■ **Requirements**: Report every line of the data below that contains the word "above", copying each such line in full.

BEGIN Listing

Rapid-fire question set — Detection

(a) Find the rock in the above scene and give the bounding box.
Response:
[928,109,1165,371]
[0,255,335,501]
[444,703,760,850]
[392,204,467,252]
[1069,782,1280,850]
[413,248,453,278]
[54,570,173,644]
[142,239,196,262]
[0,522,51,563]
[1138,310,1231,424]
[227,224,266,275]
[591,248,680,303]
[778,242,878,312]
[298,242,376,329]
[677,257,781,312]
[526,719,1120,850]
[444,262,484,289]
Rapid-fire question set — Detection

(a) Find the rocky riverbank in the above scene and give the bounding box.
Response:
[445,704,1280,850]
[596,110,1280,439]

END Listing

■ **Problem solution**:
(a) Find the rock in the above scene and give the bounding box.
(a) Find the rocky riverbank in the above scene and give the bounding box.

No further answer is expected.